**SHORT EXERCISE**: Rewrite all of the records below, swapping every "photograph" for "image" and leaving everything else the same.

**RECORDS FOR THE TASK**:
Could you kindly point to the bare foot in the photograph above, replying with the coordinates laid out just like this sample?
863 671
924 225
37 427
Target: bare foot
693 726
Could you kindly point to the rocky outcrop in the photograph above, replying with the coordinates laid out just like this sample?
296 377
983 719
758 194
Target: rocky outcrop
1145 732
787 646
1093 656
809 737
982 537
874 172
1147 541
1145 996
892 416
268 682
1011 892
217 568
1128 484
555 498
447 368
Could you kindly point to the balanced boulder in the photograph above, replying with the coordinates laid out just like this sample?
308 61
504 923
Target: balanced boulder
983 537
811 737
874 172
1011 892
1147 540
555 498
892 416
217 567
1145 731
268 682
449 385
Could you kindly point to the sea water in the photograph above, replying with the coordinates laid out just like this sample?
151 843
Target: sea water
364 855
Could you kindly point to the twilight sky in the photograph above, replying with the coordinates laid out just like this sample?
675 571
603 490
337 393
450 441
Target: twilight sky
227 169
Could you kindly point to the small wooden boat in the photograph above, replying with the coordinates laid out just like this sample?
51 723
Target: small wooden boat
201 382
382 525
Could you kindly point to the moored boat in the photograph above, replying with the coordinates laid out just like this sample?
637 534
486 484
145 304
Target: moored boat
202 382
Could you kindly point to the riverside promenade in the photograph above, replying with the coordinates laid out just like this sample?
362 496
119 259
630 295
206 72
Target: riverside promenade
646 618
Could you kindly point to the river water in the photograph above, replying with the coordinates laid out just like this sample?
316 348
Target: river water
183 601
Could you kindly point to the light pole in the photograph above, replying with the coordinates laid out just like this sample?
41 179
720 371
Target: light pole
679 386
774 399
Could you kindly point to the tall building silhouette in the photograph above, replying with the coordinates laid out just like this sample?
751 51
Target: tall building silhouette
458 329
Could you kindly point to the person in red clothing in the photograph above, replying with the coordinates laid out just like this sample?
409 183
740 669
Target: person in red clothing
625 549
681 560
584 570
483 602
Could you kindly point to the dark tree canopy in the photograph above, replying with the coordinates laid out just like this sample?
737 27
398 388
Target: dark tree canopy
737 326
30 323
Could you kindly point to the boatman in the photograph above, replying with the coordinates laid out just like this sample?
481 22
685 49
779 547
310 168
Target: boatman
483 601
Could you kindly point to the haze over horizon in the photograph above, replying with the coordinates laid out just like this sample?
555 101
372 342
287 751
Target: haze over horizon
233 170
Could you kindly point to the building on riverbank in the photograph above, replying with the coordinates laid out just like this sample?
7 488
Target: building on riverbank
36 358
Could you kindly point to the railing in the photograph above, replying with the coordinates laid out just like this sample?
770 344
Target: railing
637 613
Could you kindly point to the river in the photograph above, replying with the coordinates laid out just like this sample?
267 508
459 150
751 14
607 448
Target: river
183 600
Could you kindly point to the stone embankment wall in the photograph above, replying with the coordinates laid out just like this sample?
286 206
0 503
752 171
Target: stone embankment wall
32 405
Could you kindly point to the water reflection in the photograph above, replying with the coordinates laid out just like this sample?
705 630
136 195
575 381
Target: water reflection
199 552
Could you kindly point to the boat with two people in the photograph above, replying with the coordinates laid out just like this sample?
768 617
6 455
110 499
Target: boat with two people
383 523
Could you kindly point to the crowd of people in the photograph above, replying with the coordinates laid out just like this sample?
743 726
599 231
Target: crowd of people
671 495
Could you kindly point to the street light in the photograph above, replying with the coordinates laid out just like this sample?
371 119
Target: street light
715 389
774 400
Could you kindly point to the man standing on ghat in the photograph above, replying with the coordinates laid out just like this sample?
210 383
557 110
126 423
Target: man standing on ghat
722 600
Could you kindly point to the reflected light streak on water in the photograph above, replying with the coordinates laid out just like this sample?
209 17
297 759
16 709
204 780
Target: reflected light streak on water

**TASK RESPONSE**:
Could you kindly point to the bare foot in the image above, replying with the coordinates laid out just like this sample?
863 671
924 225
37 427
Target: bare foot
693 726
Could you kindly point to the rocky outcrop in the image above, replying with the coordinates laid out just like this sample?
296 377
983 719
758 194
Target: rocky outcrop
1145 732
787 646
1093 656
809 737
982 537
874 172
1147 541
1145 996
892 416
268 682
1011 892
217 568
1128 484
555 498
447 368
Could you kindly point to the balanced boulder in the image above, replying with the coordinates laid out just like this sample?
308 61
504 923
Target: balanced boulder
983 537
811 737
874 172
1011 892
1147 540
555 498
892 416
217 567
1145 731
268 682
449 385
Could you kindly point to the sea water in the image above, replying with the coordinates laid out just like this sample?
151 843
Target: sea water
364 855
Could you kindly point to the twilight sky in the image above, replying with the coordinates laid out just like this sample?
675 571
603 490
337 393
450 441
Target: twilight sky
227 169
Could you kindly point to the small wooden boat in the image above, replying with the coordinates laid out just like this sample?
51 723
Target: small wooden boat
201 382
382 525
Could you kindly point to the moored boat in the image above, replying with the coordinates laid out just like this sample?
637 534
486 484
145 304
Target: moored boat
202 382
Could you kindly point to the riverside promenade in the image above, replying with the coordinates laid out just like this sample?
362 496
119 259
630 295
206 72
Target: riverside promenade
646 618
Could you kindly point to the river water in the image above, replying with the coordinates laid out just like this sample?
316 348
Target: river water
183 601
Could you kindly point to the light pole in the image above, replying with the coordinates laid out just like this sample?
41 179
720 371
Target: light pole
679 386
774 399
Could you kindly point to the tall building silhouette in the image above, replying with the coordinates laid out just like this sample?
751 51
Target: tall building silhouette
458 329
Could you kindly point to the person in red clothing in the image above, replying with the coordinates laid out just like this sample?
409 183
740 669
Target: person in red clothing
625 549
681 560
584 570
483 602
Could you kindly point to the dark tree canopy in the image above, replying with the coordinates laid out just like this sample?
737 27
398 388
Target: dark tree canopy
737 326
30 323
Could you kindly point to the boatman in the image above, replying with the coordinates laid out just like this sample?
481 22
685 49
779 547
310 168
Target: boatman
483 601
Could you kindly point to the haze over horizon in the image above, replying with the coordinates laid out just like this sample?
555 101
372 342
287 751
Target: haze over horizon
233 170
Could you kindly point to the building on riverbank in the image above, replying with the coordinates laid out just like this sample?
7 488
Target: building on riverbank
36 358
Could you kindly point to the railing in the image above, replying with the coordinates laid out just like this sample?
770 344
Target: railing
637 613
Could you kindly point to the river in the image above, replying with the coordinates laid out just like this sample?
267 508
459 150
751 14
607 448
Target: river
183 600
Could you kindly point to the stone embankment wall in the image above, replying with the coordinates laid out just like this sample?
286 206
0 503
752 171
Target: stone embankment wall
32 405
Could you kindly point to the water reflection in the image above, replying with the coordinates laid out just like this sample?
705 630
136 195
575 381
Target: water reflection
199 552
Could you kindly point to the boat with two people in the image above, replying with the coordinates laid out just like this sample?
768 617
6 455
110 499
Target: boat with two people
383 523
Could you kindly point to the crowd of people in the image above, replying with the coordinates laid out just like this sample?
743 726
599 231
Target: crowd of people
671 495
Could you kindly point to the street light in the image above, replying with the coordinates laid out just like this sample?
371 119
Target: street light
715 389
774 400
Could you kindly point to the man standing on ghat in the image above, replying with the coordinates laid out just like this sample?
210 383
557 110
126 423
Target: man standing on ghat
722 600
Could you kindly point to the reflected light streak on water in the image above, replying with the coordinates laid out just like this sample?
209 17
297 759
16 709
204 780
Target: reflected light streak on water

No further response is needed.